# Problem requirements:
Please copy out every item below word for word, with no changes.

# Material for this task:
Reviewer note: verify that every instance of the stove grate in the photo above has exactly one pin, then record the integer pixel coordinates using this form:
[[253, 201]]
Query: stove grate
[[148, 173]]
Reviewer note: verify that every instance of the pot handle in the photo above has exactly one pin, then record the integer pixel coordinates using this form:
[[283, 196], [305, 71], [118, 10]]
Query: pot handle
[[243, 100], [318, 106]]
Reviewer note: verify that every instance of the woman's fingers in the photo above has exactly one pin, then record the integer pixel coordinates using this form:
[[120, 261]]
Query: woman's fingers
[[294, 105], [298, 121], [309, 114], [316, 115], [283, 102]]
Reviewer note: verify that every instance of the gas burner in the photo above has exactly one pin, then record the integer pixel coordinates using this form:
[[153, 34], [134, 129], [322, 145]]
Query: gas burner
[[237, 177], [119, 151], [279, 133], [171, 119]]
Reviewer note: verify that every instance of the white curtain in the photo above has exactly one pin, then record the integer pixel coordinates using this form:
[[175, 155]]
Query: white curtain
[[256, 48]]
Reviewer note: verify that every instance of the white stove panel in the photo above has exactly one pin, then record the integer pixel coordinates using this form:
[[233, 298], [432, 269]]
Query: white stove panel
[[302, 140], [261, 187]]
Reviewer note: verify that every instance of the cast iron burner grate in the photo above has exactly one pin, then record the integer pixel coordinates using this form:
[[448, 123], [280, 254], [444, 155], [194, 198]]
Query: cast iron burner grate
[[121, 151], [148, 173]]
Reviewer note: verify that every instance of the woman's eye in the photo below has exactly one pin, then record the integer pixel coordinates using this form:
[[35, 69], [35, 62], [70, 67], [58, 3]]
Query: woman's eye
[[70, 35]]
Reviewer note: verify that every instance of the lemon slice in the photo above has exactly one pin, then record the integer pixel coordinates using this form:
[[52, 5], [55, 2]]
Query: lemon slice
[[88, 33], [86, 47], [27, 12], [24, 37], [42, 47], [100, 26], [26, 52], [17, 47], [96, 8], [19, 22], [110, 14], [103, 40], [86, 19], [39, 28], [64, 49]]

# Solution to this problem:
Reviewer note: verify that every instance of the stove grate in the photo above has exactly one pin, then record the integer pixel coordinates using this form:
[[253, 201]]
Query: stove grate
[[148, 173]]
Reviewer note: verify that every instance of the pot handle in the photo above has exactly one pin, then record the integer pixel coordinates using this form:
[[283, 196], [305, 71], [118, 10]]
Query: pot handle
[[243, 100], [318, 106]]
Reviewer note: verify that every instance of the woman's fingers in the photo above has exactly one pin, then record the integer pixel coordinates using this form:
[[120, 261]]
Query: woman's fingers
[[294, 105], [298, 121], [309, 114], [316, 115], [283, 102]]
Reviewer note: verify that every instance of the gas burner in the photo above has exactly one pin, then record the integer pixel coordinates using this form:
[[153, 34], [134, 129], [322, 145]]
Query: gas burner
[[237, 177], [119, 151], [279, 133], [171, 119]]
Reviewer note: verify that every instance of the white curtain in the photo above has exactly one pin, then record the integer pixel coordinates using this form:
[[175, 155]]
Query: white curtain
[[256, 48]]
Reviewer note: verify that every instance of the white stove panel in the photo above has exactly one pin, then record the integer pixel coordinates using this form:
[[233, 298], [432, 269]]
Query: white stove panel
[[302, 140], [261, 187]]
Reviewer note: verify that every instance of the cast iron burner grate in the photo above has exactly one pin, then record the integer pixel coordinates using this form:
[[448, 123], [280, 254], [444, 155], [194, 198]]
Query: cast iron burner grate
[[121, 151], [148, 173]]
Reviewer note: verify that every instance of the woman's eye in the photo below has exactly one pin, then record the integer pixel coordinates using this form:
[[35, 69], [35, 62], [70, 67], [58, 3]]
Query: woman's eye
[[70, 35]]
Reviewer note: verify that every instance of the lemon slice in the photo above has exactly one pin, then record the integer pixel coordinates using this form:
[[52, 5], [55, 2]]
Query: lemon slice
[[88, 33], [86, 47], [27, 12], [24, 37], [42, 47], [100, 26], [26, 52], [17, 47], [96, 8], [19, 22], [110, 14], [103, 40], [86, 19], [39, 28], [64, 49]]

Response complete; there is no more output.